• PROVIDED RECORDS:
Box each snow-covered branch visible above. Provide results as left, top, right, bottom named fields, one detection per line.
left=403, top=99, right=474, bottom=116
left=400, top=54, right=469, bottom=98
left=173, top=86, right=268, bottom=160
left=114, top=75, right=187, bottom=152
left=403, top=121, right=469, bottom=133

• PROBLEM REQUIREMENTS:
Rewrite every line of the data above as a JSON list of strings, one string per line, leaving out any blank lines.

• WRITTEN RESPONSE:
[
  "Box each snow-covered branch visible above. Provide results as left, top, right, bottom named fields, one detection per line.",
  "left=403, top=99, right=474, bottom=116",
  "left=400, top=54, right=469, bottom=98",
  "left=173, top=86, right=268, bottom=160",
  "left=114, top=75, right=187, bottom=152",
  "left=403, top=121, right=469, bottom=133"
]